**WHAT YOU HAVE TO DO:** An exact copy of the listing is required, with its pictures removed.

**DATA FOR THIS TASK:**
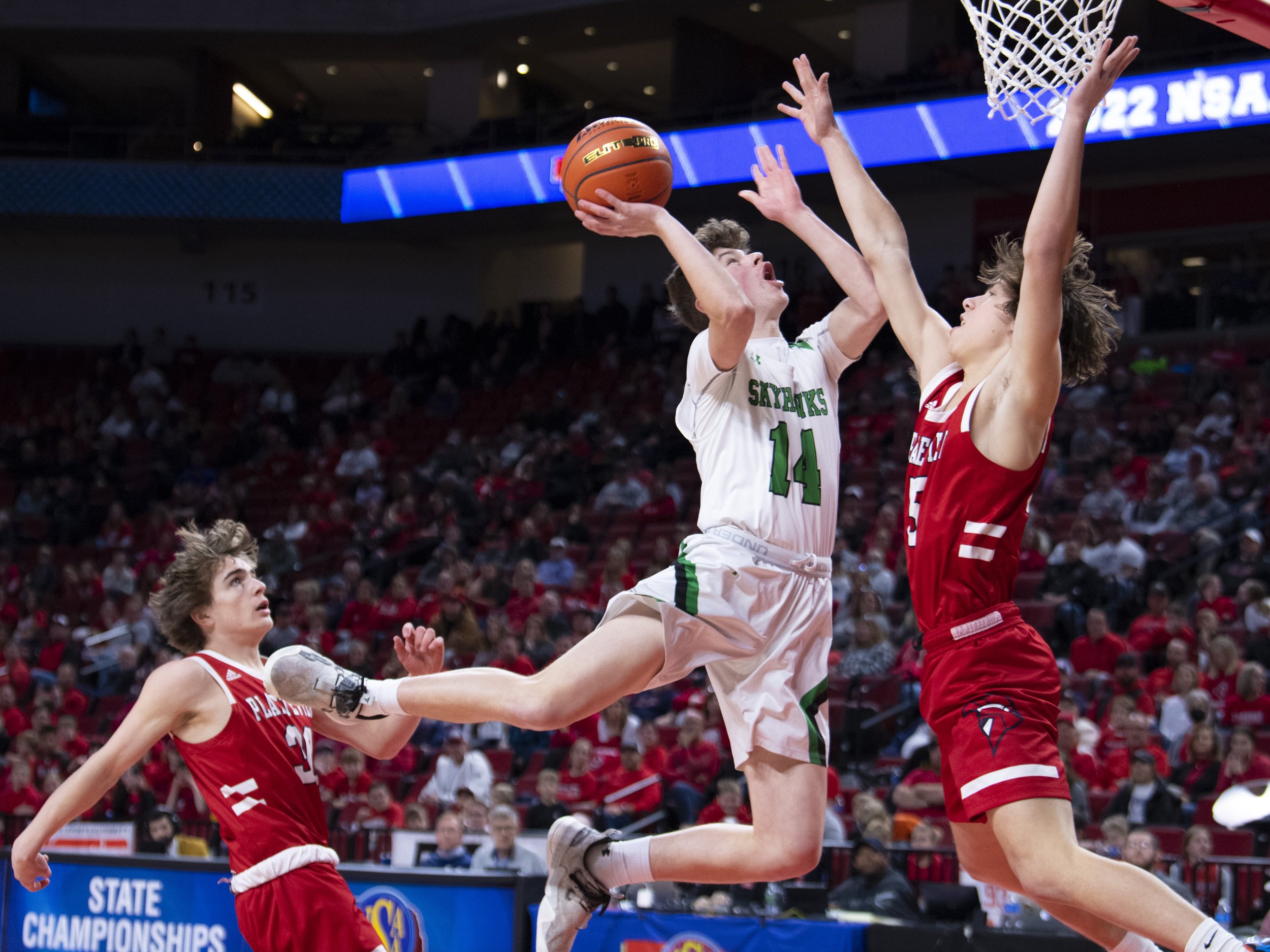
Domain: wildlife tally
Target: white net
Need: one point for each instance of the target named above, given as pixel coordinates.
(1034, 51)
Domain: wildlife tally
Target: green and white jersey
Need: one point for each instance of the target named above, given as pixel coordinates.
(766, 437)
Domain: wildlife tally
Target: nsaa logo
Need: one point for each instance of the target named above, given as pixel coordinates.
(684, 942)
(395, 920)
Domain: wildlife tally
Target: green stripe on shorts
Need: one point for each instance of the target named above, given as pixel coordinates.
(811, 704)
(686, 588)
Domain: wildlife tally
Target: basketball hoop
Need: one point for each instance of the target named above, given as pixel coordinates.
(1034, 51)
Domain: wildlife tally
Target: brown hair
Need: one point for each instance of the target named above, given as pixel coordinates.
(715, 234)
(1089, 332)
(187, 585)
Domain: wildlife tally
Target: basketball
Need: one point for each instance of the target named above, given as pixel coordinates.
(621, 156)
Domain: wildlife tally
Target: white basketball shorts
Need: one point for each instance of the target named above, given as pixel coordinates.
(760, 618)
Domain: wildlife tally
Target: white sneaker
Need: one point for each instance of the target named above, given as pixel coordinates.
(573, 893)
(301, 676)
(1240, 806)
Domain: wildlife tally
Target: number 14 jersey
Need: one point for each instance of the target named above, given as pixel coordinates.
(257, 775)
(964, 514)
(766, 437)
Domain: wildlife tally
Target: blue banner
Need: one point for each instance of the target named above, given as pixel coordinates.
(1152, 105)
(100, 908)
(659, 932)
(177, 907)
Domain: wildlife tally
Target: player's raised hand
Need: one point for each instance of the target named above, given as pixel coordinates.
(623, 219)
(814, 106)
(778, 194)
(1103, 74)
(420, 650)
(29, 866)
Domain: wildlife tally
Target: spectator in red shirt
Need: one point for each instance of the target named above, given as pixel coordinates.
(398, 606)
(74, 701)
(1222, 674)
(1160, 682)
(578, 787)
(1099, 648)
(14, 720)
(921, 790)
(1202, 763)
(525, 597)
(1250, 705)
(656, 757)
(1085, 766)
(19, 798)
(362, 615)
(694, 763)
(1137, 737)
(74, 744)
(1210, 589)
(351, 783)
(1244, 763)
(510, 658)
(728, 806)
(1124, 683)
(925, 866)
(1147, 630)
(380, 811)
(621, 810)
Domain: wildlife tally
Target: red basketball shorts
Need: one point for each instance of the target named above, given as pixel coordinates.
(990, 692)
(309, 909)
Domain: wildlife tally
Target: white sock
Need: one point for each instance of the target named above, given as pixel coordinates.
(1211, 937)
(1133, 942)
(620, 864)
(380, 697)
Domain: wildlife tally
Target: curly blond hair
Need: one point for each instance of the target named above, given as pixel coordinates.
(715, 234)
(1089, 332)
(187, 585)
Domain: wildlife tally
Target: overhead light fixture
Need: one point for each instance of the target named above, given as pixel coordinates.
(253, 101)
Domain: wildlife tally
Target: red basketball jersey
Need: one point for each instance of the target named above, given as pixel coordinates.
(964, 514)
(257, 775)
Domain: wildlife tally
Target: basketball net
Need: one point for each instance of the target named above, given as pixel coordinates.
(1034, 51)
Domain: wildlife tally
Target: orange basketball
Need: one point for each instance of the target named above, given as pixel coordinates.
(621, 156)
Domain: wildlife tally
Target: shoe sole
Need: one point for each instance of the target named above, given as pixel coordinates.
(564, 828)
(1240, 806)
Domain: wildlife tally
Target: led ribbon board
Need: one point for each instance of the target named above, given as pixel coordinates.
(1156, 105)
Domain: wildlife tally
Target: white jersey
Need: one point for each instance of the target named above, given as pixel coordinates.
(766, 437)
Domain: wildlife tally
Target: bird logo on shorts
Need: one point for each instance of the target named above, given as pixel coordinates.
(997, 717)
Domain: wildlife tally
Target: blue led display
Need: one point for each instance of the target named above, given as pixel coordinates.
(1156, 105)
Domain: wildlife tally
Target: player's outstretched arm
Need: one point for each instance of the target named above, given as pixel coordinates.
(421, 651)
(159, 710)
(776, 194)
(1035, 371)
(874, 224)
(719, 298)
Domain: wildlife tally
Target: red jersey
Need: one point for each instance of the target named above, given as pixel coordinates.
(967, 512)
(257, 775)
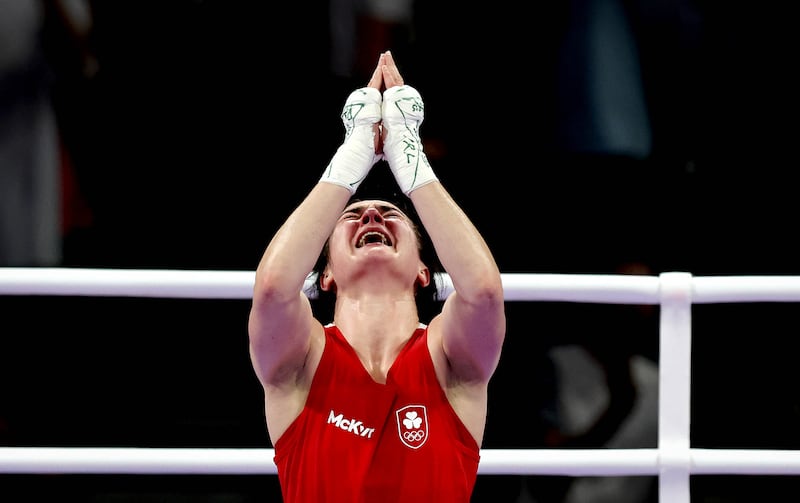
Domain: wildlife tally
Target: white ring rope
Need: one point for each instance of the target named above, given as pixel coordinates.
(188, 284)
(673, 461)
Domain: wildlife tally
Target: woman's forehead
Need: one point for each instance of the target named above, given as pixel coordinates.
(378, 203)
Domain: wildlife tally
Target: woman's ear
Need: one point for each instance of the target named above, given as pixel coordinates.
(326, 282)
(423, 276)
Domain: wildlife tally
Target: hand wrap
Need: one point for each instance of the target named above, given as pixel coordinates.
(356, 156)
(403, 112)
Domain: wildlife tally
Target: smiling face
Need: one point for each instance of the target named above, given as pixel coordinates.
(374, 237)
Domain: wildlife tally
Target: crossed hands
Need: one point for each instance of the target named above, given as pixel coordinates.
(382, 122)
(386, 75)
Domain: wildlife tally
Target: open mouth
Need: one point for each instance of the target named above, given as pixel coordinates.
(374, 237)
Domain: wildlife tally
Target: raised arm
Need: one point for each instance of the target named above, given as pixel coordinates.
(281, 323)
(472, 323)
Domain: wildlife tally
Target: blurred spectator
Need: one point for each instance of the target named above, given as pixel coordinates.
(34, 168)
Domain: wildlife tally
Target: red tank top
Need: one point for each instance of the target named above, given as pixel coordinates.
(359, 441)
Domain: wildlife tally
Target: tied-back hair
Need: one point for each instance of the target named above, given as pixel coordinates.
(380, 185)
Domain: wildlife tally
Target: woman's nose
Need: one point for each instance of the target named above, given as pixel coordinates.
(371, 215)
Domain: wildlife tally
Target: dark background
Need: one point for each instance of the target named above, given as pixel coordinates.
(208, 121)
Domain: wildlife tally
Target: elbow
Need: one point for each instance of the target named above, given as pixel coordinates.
(271, 287)
(487, 290)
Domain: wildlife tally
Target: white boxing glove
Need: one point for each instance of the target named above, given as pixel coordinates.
(403, 112)
(356, 156)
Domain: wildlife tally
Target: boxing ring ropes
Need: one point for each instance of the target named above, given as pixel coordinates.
(673, 461)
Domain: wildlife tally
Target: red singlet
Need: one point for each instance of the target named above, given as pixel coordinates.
(358, 441)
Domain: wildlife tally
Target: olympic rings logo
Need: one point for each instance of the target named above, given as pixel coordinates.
(414, 436)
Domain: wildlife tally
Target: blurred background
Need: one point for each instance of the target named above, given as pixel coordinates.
(584, 136)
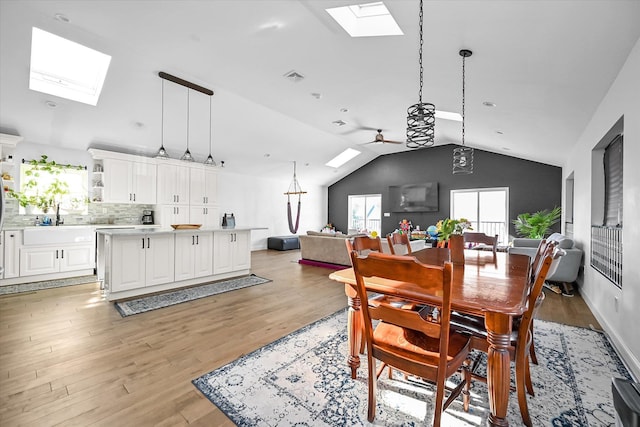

**OUTPUT OF THE TASK:**
Domain: wildlife tally
Target: white net
Need: one point for each instance of the target named above, given as pixel coordinates.
(1034, 51)
Domain: wildlife tally
Target: green and white jersey
Need: one point for each instance of the target named above, given as pixel coordinates.
(766, 437)
Domain: wildlife tally
Target: nsaa logo
Need: one point for each instance of the target named above, given as pixel coordinates.
(684, 942)
(395, 920)
Domain: wildlife tally
Target: green stripe on shorts
Need: one point for each instance of the target named above, given as pixel coordinates.
(811, 704)
(686, 588)
Domain: wildlife tally
Target: basketball hoop
Need: one point for each instance of the target named above, given as pixel coordinates.
(1034, 51)
Domain: wildlife tally
Target: brown hair
Need: one point for each instance of the target named above, given as pixel coordinates.
(715, 234)
(1089, 332)
(187, 585)
Domain: wildlife tally
Target: basketball
Need: one point for each instance of the target named above, given as pixel coordinates.
(621, 156)
Domain: wildlife tally
Target: white basketball shorts
Need: one point for each instance of the target named above, given as pixel coordinates.
(760, 618)
Domain: wildlife tally
Target: white sneaker
Need: one point for each instance of the target named above, given as pixel coordinates.
(573, 893)
(301, 676)
(1240, 806)
Domain: wildlife tally
Target: number 14 jersey
Need: one point for each instance of the target named above, given as pixel coordinates.
(257, 775)
(964, 514)
(766, 437)
Domain: wildlife tally
Target: blue banner
Need: one point for each instance of the target named above, given as pixel coordinates.
(1152, 105)
(100, 908)
(659, 932)
(177, 907)
Domain: wildlife tally
Target: player's raised hand
Need: one point for each instance of the target named above, given as pixel coordinates.
(623, 219)
(814, 106)
(778, 194)
(1103, 74)
(420, 650)
(29, 866)
Domain: wildlife tally
Target: spectator in red shirt
Need: one point for each instance of the target named above, given as pixel coordinates.
(398, 606)
(74, 701)
(1222, 674)
(1160, 682)
(578, 787)
(1099, 648)
(14, 720)
(921, 790)
(1202, 763)
(525, 597)
(1250, 705)
(656, 757)
(1085, 766)
(19, 798)
(362, 615)
(694, 763)
(1137, 737)
(74, 744)
(1210, 589)
(351, 783)
(1244, 763)
(510, 658)
(728, 806)
(1124, 683)
(925, 866)
(1147, 630)
(380, 811)
(621, 810)
Domain: wildlife tally
Target: red basketball shorts
Need: one point for each instance of the target named above, given as pixel coordinates.
(990, 692)
(309, 909)
Domain: wildlife tally
Target: white sock
Need: one point for each instance of the target named above, given as pixel coordinates.
(1211, 937)
(1133, 942)
(620, 864)
(380, 697)
Domain: wildlife tally
Target: curly blond hair
Need: one point for each instance of the target named above, given as pixel coordinates.
(715, 234)
(1089, 332)
(187, 585)
Domain: wildlife tally
Target: overhead light fixture
Need: one point for each instance of the target named above, given as pixel coordinates.
(253, 101)
Domain: wildlife tally
Target: red basketball jersey
Need: one point for each instance of the target named above, given as pixel coordinates.
(964, 514)
(257, 775)
Domain: wildlife tally
Target: basketball net
Need: one point for each instance of the target named above, given as pixel coordinates.
(1034, 51)
Domain: wildlife tally
Target: orange basketball
Need: one point for each instance of the target named above, given as pixel coordinates.
(621, 156)
Domain: wildlife tally
Target: shoe sole
Need: one point for each instance of the target named above, given as pixel coordinates.
(564, 828)
(1240, 806)
Domain: wildlife tally
Target: led ribbon board
Need: one point for each instance of the target named above, given as pixel coordinates.
(1156, 105)
Domain: wildlife tally
Target: white jersey
Need: one point for each instance of the target named above, given as pixel coordinates.
(766, 437)
Domain: wildlife tally
Target: bird logo on shorts
Need: one point for each instance of the target named above, given as pixel coordinates.
(997, 717)
Domain: wildlife tally
Target: blue led display
Need: one point for each instance of the target named above, given as pixel coordinates.
(1156, 105)
Domain: wildlife tally
Target: player's outstretched arm
Need: one point for each instance of the target named above, given as pixel coordinates.
(421, 651)
(159, 710)
(776, 194)
(1035, 371)
(874, 224)
(719, 298)
Domain: wildlife tally
Target: red jersey
Need: one point for each instance of the target named above, given as pixel coordinates.
(967, 512)
(257, 775)
Domain: wildlife tally
Target: white ring rope
Need: one point for each instance of the target named above, given as pixel coordinates.
(188, 284)
(673, 461)
Domain: wildlife tally
Target: woman's forehead
Need: one point for each instance of the target named above, given as pixel coordinates.
(378, 203)
Domain: wildlife tally
Target: woman's ear
Need: one point for each instance of the target named above, given as pixel coordinates.
(326, 282)
(423, 276)
Domain: wildlife tally
Target: hand wrap
Need: one point for each instance of the target named above, given as pixel coordinates.
(356, 156)
(403, 112)
Domain: wildlife tally
Target: smiling face
Need: one point for each instance of the target named above, given as pixel coordinates.
(374, 237)
Domain: wildlife tally
Target: crossed hands
Need: one point for each instance of the target named above, given as pixel coordinates.
(382, 122)
(386, 75)
Domain: wildlife tally
Target: open mouth
Need: one point for each instance of the target named above, given as pixel coordinates.
(374, 237)
Domain: wildlife tally
Target: raised arm
Need: one point for each instance of the target named above, given as pixel coordinates.
(281, 323)
(472, 323)
Domain: wildlife tally
Target: blurred spectator
Need: one point for each instance of the target named above, given as pixel coordinates.
(34, 168)
Domain: wildlife tally
Target: red tank top
Need: one point for each instance of the target named above, given as pixel coordinates.
(359, 441)
Domain: wildlife tally
Target: tied-back hair
Need: one point for each instance of the target named above, given as pixel coordinates.
(380, 185)
Domain: wildlife tally
Target: woman's nose
Need: one point for each instance of the target named above, given as pixel coordinates.
(371, 215)
Domain: wildlife tally
Target: dark background
Need: one point for each instance of the target named above, given as pixel coordinates.
(208, 121)
Domain: wildlife tally
Target: elbow
Need: one point for each instance of the target named above, given as pixel coordinates.
(271, 287)
(487, 290)
Domain: wildlife tally
Target: white boxing glove
Need: one point for each instance of the target named above, given as pixel coordinates.
(403, 112)
(356, 156)
Domain: wildlife tally
Target: boxing ring ropes
Need: one point for each instance of the target named above, given as pixel coordinates.
(673, 461)
Domain: wildlife tally
Target: red singlet
Need: one point for each instance of the target named above, given as pixel coordinates.
(358, 441)
Domain: wildlife tally
Target: olympic rings logo
Need: one point for each instance of the target named above, given as pixel coordinates.
(414, 436)
Domain: wildlife tally
Target: blurred background
Need: one point for each instance of the target named above, given as pixel coordinates.
(584, 136)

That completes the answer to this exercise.